■ Task brief ■
All of the entries must be reproduced exactly, with no images carried over.

■ Data entries ■
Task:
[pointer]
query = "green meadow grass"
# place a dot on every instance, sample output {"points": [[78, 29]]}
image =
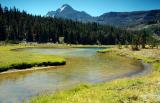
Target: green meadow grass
{"points": [[10, 59], [144, 89]]}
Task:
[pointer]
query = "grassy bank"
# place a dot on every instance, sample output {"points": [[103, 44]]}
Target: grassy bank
{"points": [[20, 60], [144, 89]]}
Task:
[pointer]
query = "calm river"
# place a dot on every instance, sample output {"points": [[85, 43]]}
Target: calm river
{"points": [[84, 65]]}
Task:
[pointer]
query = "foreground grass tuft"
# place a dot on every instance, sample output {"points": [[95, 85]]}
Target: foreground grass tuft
{"points": [[20, 60]]}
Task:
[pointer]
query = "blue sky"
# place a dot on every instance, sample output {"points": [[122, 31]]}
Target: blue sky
{"points": [[93, 7]]}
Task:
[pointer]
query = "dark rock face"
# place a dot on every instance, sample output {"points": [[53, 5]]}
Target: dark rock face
{"points": [[112, 18]]}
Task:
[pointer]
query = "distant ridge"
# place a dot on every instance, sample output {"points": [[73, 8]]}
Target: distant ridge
{"points": [[112, 18]]}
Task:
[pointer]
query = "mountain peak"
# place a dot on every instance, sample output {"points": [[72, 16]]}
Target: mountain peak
{"points": [[65, 6]]}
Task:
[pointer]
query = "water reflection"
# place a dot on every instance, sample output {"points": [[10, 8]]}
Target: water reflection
{"points": [[83, 65]]}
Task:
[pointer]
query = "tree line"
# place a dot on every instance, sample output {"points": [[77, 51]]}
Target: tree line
{"points": [[17, 25]]}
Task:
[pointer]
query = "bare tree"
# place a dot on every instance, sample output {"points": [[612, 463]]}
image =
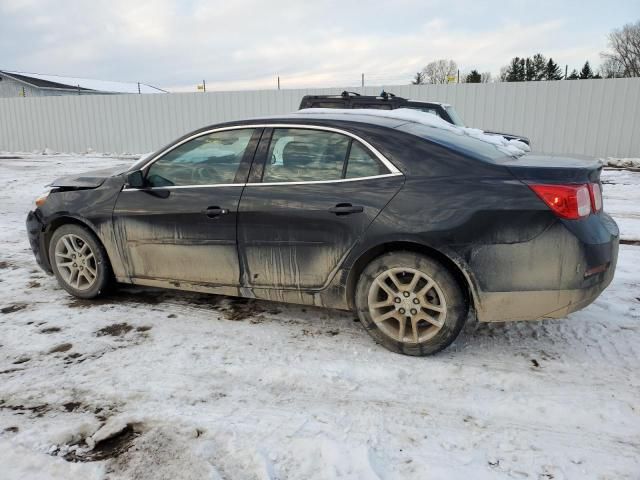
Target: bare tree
{"points": [[625, 46], [504, 73], [439, 71], [418, 79], [611, 68]]}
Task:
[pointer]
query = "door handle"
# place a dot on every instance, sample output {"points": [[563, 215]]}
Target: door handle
{"points": [[346, 209], [213, 212]]}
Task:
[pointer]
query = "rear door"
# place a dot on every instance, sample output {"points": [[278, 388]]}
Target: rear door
{"points": [[308, 202], [181, 227]]}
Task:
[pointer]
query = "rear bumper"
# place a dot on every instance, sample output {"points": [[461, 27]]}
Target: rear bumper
{"points": [[35, 232], [571, 271]]}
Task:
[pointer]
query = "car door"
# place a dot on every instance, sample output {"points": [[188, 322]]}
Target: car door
{"points": [[313, 191], [181, 226]]}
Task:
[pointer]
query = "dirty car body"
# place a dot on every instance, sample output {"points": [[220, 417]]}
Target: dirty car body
{"points": [[246, 229]]}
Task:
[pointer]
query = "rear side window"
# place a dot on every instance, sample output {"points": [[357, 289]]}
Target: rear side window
{"points": [[206, 160], [301, 155], [362, 163]]}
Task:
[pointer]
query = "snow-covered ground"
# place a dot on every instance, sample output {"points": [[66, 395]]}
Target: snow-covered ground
{"points": [[208, 387]]}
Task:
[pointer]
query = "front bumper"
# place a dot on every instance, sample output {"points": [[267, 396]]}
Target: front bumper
{"points": [[550, 276], [37, 240]]}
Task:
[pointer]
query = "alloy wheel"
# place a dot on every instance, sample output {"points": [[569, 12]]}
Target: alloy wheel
{"points": [[407, 305], [76, 262]]}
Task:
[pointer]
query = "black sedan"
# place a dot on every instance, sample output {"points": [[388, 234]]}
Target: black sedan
{"points": [[414, 227]]}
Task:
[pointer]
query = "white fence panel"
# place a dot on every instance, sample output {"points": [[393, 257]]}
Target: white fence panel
{"points": [[592, 117]]}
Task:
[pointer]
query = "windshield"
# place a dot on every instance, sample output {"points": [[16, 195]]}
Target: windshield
{"points": [[455, 118]]}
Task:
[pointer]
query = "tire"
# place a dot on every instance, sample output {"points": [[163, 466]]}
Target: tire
{"points": [[79, 261], [433, 310]]}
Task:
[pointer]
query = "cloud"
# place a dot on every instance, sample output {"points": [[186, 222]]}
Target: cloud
{"points": [[247, 43]]}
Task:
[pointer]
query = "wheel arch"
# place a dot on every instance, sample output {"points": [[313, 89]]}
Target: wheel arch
{"points": [[461, 274]]}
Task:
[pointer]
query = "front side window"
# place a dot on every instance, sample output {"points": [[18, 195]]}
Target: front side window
{"points": [[299, 155], [207, 160]]}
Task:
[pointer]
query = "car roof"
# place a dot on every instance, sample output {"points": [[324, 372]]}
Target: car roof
{"points": [[332, 115]]}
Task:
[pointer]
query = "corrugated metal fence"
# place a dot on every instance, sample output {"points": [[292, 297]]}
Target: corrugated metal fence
{"points": [[592, 117]]}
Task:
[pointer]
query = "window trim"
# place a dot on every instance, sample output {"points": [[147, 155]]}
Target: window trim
{"points": [[393, 170]]}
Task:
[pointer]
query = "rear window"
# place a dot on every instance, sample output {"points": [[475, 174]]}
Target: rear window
{"points": [[460, 143]]}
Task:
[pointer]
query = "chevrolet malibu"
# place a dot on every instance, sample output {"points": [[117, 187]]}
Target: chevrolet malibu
{"points": [[414, 227]]}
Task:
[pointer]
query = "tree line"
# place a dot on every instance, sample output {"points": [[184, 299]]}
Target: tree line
{"points": [[622, 60]]}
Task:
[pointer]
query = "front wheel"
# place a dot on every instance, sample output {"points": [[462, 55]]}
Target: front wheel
{"points": [[79, 261], [410, 303]]}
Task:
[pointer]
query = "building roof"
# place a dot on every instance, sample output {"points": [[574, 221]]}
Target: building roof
{"points": [[56, 82]]}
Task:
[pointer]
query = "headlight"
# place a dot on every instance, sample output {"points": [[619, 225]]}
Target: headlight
{"points": [[42, 198]]}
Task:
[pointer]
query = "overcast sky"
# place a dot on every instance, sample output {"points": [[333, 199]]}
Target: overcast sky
{"points": [[239, 44]]}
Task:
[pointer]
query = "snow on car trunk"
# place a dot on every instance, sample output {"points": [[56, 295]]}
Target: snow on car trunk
{"points": [[155, 384]]}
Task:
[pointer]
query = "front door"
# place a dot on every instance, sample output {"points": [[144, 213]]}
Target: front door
{"points": [[307, 205], [182, 225]]}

■ Task result ■
Task:
[pointer]
query = "green meadow grass"
# place a dot on every instance, sample output {"points": [[78, 29]]}
image =
Target: green meadow grass
{"points": [[10, 59], [144, 89]]}
Task:
[pointer]
query = "grassy bank"
# place a dot on every instance, sample output {"points": [[103, 44]]}
Target: grassy bank
{"points": [[20, 60], [144, 89]]}
Task:
[pointer]
query = "calm river"
# place a dot on every instance, sample output {"points": [[85, 43]]}
Target: calm river
{"points": [[84, 65]]}
Task:
[pointer]
query = "foreground grass tuft"
# place a dot on every instance, sample output {"points": [[95, 85]]}
Target: foreground grass tuft
{"points": [[20, 60]]}
Task:
[pointer]
query = "blue sky"
# place a dot on every instance, sample output {"points": [[122, 31]]}
Target: blue sky
{"points": [[93, 7]]}
Task:
[pointer]
query = "dark rock face"
# place a dot on every instance, sample output {"points": [[53, 5]]}
Target: dark rock face
{"points": [[112, 18]]}
Task:
[pointer]
query = "distant ridge"
# place a dot on every instance, sample output {"points": [[73, 8]]}
Target: distant ridge
{"points": [[112, 18]]}
Task:
[pointer]
query = "mountain peak"
# place a dot on every instance, sample output {"points": [[72, 16]]}
Target: mountain peak
{"points": [[65, 6]]}
Task:
[pointer]
query = "water reflection"
# place a dot on every instance, sample output {"points": [[10, 8]]}
Target: water reflection
{"points": [[83, 65]]}
Task:
[pointer]
query = "tree line"
# place a dot on every instance, sample output {"points": [[77, 51]]}
Target: tree line
{"points": [[17, 25]]}
Task:
[pointer]
query = "bare tree"
# place a dot on every instance, sample output {"points": [[612, 463]]}
image =
Target: bare tree
{"points": [[625, 46], [504, 73], [439, 71], [418, 79], [611, 68]]}
Task:
[pointer]
query = "door handle"
# place a dot on every instance, sample output {"points": [[563, 215]]}
Target: door handle
{"points": [[346, 209], [213, 212]]}
Task:
[pointer]
query = "rear door"
# place a dot on every instance, sample output {"points": [[278, 388]]}
Target: rear door
{"points": [[308, 202], [181, 227]]}
Task:
[pointer]
query = "rear bumper"
# place a dot on every instance, sample output {"points": [[461, 27]]}
Target: rear bumper
{"points": [[35, 232], [571, 271]]}
Task:
[pointer]
query = "car door"
# place a dot on every instance, sample output {"points": [[188, 322]]}
Target: car door
{"points": [[313, 191], [181, 226]]}
Task:
[pointer]
query = "dirty car body"
# place a dot on every instance, sample output {"points": [[220, 417]]}
Target: dirty car body
{"points": [[246, 229]]}
Task:
[pointer]
query = "rear side window"
# place a dot on every instance, sample output {"points": [[357, 289]]}
Target: rear side window
{"points": [[206, 160], [301, 155], [362, 163]]}
Task:
[pointer]
query = "snow-covered ground"
# place a dot on every instance, sample output {"points": [[66, 395]]}
Target: snow-covered ground
{"points": [[208, 387]]}
Task:
[pointer]
query = "front bumper"
# place a dot on every instance, sample output {"points": [[267, 396]]}
Target: front bumper
{"points": [[550, 276], [37, 240]]}
Task:
[pointer]
query = "alloy wheel"
# place a dot on every instance, sample output {"points": [[569, 12]]}
Target: alloy wheel
{"points": [[407, 305], [76, 262]]}
Task:
[pointer]
query = "black sedan"
# place a dot on every instance, sample output {"points": [[388, 234]]}
Target: black sedan
{"points": [[414, 227]]}
Task:
[pointer]
query = "white fence panel"
# place a dot on every instance, sample output {"points": [[393, 257]]}
Target: white fence panel
{"points": [[592, 117]]}
Task:
[pointer]
query = "windshield"
# place a dot on every instance, sample output {"points": [[16, 195]]}
Target: windshield
{"points": [[455, 118]]}
Task:
[pointer]
query = "tire"
# place a dot on every instance, sample output {"points": [[163, 466]]}
Target: tire
{"points": [[79, 261], [433, 310]]}
Task:
[pointer]
query = "cloud"
# place a dot on every instance, sample output {"points": [[186, 222]]}
Target: cloud
{"points": [[247, 43]]}
Task:
[pointer]
query = "wheel arch"
# place a dot on every instance, sample output {"points": [[313, 89]]}
Target: wheel arch
{"points": [[461, 274]]}
Task:
[pointer]
query = "front side window"
# place a dot on every instance, sample output {"points": [[18, 195]]}
Target: front side window
{"points": [[299, 155], [207, 160]]}
Task:
[pointer]
query = "car roof"
# place a dot on every instance, sample output {"points": [[324, 372]]}
Target: car roof
{"points": [[332, 115]]}
Task:
[pointer]
query = "corrugated metal fence"
# place a dot on every instance, sample output {"points": [[292, 297]]}
Target: corrugated metal fence
{"points": [[592, 117]]}
Task:
[pointer]
query = "window trim"
# place a dot on every instance, sample output {"points": [[147, 155]]}
Target: window trim
{"points": [[393, 170]]}
Task:
[pointer]
query = "rear window"
# place a dot on every instance, sample output {"points": [[475, 174]]}
Target: rear window
{"points": [[460, 143]]}
Task:
[pointer]
query = "chevrolet malibu"
# place a dot on every instance, sample output {"points": [[117, 187]]}
Target: chevrolet malibu
{"points": [[414, 227]]}
Task:
[pointer]
query = "tree line"
# place a dot on every instance, sample output {"points": [[184, 299]]}
Target: tree line
{"points": [[622, 60]]}
Task:
[pointer]
query = "front wheel"
# place a dot on every instance, sample output {"points": [[462, 55]]}
Target: front wheel
{"points": [[79, 261], [410, 303]]}
Task:
[pointer]
query = "building roof"
# place a dot on every instance, sample output {"points": [[574, 221]]}
Target: building roof
{"points": [[56, 82]]}
Task:
[pointer]
query = "headlight"
# place a dot on every instance, sample output {"points": [[619, 225]]}
Target: headlight
{"points": [[42, 198]]}
Task:
[pointer]
query = "overcast sky"
# place a dot on every instance, sample output {"points": [[333, 199]]}
Target: overcast sky
{"points": [[239, 44]]}
Task:
[pointer]
query = "snow on car trunk"
# place a dot on every instance, sample output {"points": [[56, 295]]}
Target: snow on car trunk
{"points": [[155, 384]]}
Task:
[pointer]
query = "front door"
# place a dot on every instance, sample output {"points": [[144, 213]]}
Target: front door
{"points": [[307, 205], [182, 225]]}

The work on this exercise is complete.